What you should do
Only lines containing "white" are wanted from the data below. Copy those lines.

[Data excerpts]
====
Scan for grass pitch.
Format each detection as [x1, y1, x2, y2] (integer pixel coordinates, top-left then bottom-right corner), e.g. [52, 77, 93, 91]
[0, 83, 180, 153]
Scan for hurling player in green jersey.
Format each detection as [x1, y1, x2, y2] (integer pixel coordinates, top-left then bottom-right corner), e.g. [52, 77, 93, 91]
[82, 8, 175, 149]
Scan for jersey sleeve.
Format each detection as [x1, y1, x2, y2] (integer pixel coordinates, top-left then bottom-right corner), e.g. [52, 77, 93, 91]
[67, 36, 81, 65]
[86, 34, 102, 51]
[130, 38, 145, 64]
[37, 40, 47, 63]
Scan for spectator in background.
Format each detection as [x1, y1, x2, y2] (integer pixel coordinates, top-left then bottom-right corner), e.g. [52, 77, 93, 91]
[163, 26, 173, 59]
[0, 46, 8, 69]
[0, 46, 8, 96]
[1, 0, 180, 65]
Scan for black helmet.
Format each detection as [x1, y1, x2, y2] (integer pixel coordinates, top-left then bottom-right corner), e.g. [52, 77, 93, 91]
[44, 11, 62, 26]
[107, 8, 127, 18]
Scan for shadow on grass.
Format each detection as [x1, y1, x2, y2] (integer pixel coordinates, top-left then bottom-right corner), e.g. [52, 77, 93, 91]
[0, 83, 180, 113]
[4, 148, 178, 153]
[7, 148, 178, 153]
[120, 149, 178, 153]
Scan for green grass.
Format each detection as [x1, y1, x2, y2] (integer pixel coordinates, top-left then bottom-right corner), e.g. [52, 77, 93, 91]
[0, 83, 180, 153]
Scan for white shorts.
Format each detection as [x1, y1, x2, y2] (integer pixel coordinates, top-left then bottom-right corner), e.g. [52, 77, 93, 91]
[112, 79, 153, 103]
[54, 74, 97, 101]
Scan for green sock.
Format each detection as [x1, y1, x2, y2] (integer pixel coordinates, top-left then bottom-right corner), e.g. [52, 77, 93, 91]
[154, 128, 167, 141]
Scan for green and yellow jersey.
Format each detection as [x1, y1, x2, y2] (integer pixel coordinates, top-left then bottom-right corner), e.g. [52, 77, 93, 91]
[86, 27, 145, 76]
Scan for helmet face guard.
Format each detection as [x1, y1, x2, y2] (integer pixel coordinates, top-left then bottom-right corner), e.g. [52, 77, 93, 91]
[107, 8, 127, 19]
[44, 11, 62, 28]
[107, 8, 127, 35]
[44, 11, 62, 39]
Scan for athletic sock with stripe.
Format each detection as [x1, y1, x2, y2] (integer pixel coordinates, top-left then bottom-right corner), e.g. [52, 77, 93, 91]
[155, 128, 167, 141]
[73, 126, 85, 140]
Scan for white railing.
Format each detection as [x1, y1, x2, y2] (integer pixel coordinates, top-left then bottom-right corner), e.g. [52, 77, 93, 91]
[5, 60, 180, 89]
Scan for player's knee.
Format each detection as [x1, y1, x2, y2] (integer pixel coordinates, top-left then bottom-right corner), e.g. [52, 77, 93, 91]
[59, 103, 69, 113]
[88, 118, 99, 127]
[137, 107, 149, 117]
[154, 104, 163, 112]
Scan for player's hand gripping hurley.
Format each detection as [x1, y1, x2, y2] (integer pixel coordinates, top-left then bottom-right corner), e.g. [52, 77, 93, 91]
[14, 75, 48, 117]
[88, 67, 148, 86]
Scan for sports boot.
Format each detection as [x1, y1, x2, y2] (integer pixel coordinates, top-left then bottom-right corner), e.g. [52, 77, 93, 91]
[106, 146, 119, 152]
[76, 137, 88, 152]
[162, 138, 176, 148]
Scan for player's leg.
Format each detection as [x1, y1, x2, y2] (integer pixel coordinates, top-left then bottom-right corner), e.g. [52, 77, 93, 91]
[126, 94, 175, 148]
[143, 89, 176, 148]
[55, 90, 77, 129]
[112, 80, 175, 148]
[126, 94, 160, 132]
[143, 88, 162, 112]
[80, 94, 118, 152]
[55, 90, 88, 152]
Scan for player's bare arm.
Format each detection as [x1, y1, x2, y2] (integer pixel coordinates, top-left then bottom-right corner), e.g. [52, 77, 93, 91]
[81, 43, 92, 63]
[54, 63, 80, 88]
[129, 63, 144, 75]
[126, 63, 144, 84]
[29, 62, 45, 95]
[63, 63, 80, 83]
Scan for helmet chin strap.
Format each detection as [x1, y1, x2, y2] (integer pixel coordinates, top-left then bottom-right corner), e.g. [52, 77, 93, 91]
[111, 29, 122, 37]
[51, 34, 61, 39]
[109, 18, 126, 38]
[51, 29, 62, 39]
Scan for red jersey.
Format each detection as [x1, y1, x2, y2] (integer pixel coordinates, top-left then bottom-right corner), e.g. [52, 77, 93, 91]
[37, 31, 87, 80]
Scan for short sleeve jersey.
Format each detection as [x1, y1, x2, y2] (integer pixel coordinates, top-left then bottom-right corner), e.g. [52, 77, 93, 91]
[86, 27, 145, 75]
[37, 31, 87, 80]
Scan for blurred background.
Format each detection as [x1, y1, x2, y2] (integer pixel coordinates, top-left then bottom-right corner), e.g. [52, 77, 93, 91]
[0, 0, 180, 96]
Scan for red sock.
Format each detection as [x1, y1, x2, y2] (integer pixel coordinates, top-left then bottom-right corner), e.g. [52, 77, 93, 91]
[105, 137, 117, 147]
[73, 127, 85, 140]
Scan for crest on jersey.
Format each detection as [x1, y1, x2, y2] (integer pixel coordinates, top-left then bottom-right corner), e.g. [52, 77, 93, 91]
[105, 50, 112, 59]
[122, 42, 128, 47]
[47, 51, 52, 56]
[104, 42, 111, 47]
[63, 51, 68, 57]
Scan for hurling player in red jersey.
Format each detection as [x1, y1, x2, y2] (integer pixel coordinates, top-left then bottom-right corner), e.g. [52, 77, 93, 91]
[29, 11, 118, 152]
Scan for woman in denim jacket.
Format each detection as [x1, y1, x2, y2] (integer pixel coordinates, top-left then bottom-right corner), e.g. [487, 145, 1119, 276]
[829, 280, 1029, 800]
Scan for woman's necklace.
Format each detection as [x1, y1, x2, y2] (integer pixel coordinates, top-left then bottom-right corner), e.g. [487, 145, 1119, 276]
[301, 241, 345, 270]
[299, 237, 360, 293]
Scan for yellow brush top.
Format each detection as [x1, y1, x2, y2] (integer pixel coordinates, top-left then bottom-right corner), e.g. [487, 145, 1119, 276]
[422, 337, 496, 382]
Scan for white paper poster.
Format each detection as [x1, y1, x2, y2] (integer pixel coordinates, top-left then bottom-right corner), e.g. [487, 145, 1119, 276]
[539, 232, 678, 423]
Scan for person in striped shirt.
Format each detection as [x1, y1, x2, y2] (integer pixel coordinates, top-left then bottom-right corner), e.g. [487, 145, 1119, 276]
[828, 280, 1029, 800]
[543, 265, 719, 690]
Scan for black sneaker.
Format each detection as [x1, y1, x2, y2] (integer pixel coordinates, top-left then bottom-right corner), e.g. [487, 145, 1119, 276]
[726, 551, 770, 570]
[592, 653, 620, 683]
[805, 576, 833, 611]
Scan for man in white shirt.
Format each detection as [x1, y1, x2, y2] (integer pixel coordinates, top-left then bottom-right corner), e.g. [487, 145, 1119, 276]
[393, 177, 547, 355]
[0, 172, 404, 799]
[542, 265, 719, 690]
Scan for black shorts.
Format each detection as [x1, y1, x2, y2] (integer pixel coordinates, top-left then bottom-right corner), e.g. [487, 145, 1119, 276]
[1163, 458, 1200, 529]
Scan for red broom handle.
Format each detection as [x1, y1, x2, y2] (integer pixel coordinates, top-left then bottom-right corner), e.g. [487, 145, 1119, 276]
====
Answer to the exercise
Scan for white shorts.
Scan for white railing.
Scan for white paper poster.
Scan for man in white shirt.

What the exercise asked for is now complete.